◆ READING PASSAGE
■ ■ ■ ■
I am a proactive and dedicated professional with 2+ years of software engineering experience and strong programming and mathematical skills, leveraging my educational background in Computer Engineering to achieve a high level of efficiency and improvement results in cloud-based and interactive consumer products using data science and machine learning techniques. I am seeking a data scientist position with a team-focused company providing solutions to real-life problems to continue to grow in the field while increasing the quality and experience satisfaction of customers.
-
Experience
• Used Agile methodology (daily scrum meeting, product backlog, sprint backlog and retrospective) to streamline time management, reduce task redundancy and increase team collaboration.
o Improved team throughput by 40%, reduced dependencies and identified risks by 60% through sprint planning.
• Developed an automation framework that incorporated coding best practices to the effect of maintaining uniform code standards for the whole team, as well as enabling code reusability.
o Helped team effectiveness by avoiding hard coding, easing scalability and maintenance.
o Increased team productivity potential by ~12 hours per week.
o Increased test coverage from 56% to 97%.
• Improved various SQL queries by tuning the joins, wild char searches, and views which reduced the response times of search screens and load times of display screens by 40% to 45%.
• Managed cost, utilization and security by setting up alarms such as CloudWatch (AWS) to initiate preventative action when metric values exceeded thresholds, decreasing response time and increasing resolution rates.
• Applied proof of concept techniques (POC) to identify and initialize application improvement objectives
• Developed Gradle scripts for automated deployment of applications and worked with Jenkins for continuous integration and build automation which increased speed of deployment by 70%.
-
Projects
1. Project Title: NapIT Sep. 2017 - Dec. 2017
Skills Used: Machine Learning, Android, Software Engineering, Feature Engineering, Data Pre-processing, Content-based Recommender System, Predictive Modeling, Data Visualization and Web Scraping
Project Details: NapIT is a health recommender application which enables a user to track the status of their health and provides suggestions on how to improve their health. This software also adds value by giving predictions on whether the user is likely to get any diseases like obesity, high cholesterol, heart diseases etc. The data for this project was collected using:
1. Mobile Phone’s Accelerometer: Sleep tracking was implemented using the user’s mobile phone or
wearable device while kept on the bed during sleep and measures movement. From movement tracked, conclusions are drawn on the nature of sleep (ie: if the user moves more, it is inferred that the user’s sleep is very light).
■ ■ ■ ■
(Referring expression pointing data)
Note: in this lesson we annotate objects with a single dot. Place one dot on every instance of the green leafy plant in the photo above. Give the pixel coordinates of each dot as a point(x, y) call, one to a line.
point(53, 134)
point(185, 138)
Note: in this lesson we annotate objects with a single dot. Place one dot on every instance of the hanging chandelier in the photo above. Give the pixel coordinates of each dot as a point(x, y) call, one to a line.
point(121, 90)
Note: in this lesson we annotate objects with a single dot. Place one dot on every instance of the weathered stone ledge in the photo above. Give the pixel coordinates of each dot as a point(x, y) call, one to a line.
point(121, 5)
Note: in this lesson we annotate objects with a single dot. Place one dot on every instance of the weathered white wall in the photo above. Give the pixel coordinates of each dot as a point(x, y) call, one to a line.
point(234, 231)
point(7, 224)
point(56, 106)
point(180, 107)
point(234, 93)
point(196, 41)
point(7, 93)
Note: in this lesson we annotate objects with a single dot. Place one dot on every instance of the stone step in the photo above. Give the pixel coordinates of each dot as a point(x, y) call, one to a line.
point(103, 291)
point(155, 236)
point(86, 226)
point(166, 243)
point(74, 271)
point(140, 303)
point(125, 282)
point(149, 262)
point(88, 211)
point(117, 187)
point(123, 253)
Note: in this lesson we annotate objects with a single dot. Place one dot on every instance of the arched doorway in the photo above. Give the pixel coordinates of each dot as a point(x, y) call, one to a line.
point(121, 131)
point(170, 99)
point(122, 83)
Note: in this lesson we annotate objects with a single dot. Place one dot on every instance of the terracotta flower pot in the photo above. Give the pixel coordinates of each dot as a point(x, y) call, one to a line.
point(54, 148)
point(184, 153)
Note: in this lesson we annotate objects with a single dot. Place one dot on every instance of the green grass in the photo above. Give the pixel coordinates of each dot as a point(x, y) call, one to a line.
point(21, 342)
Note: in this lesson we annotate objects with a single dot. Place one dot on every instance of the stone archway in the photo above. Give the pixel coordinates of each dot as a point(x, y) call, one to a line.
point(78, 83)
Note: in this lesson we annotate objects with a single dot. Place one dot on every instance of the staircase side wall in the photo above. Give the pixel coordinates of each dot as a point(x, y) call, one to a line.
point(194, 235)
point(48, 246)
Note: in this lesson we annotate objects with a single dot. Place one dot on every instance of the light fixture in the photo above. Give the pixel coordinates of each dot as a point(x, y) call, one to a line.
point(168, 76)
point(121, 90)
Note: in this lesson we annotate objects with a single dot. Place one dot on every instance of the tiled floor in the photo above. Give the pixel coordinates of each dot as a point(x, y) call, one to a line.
■ ■ ■ ■
◆ WHAT THE EXERCISE ASKS
Copy the resume from "o Increased team" to "40% to 45%.", switching "test coverage" to "code coverage".

◆ RESPONSE
o Increased team productivity potential by ~12 hours per week.
o Increased code coverage from 56% to 97%.
• Improved various SQL queries by tuning the joins, wild char searches, and views which reduced the response times of search screens and load times of display screens by 40% to 45%.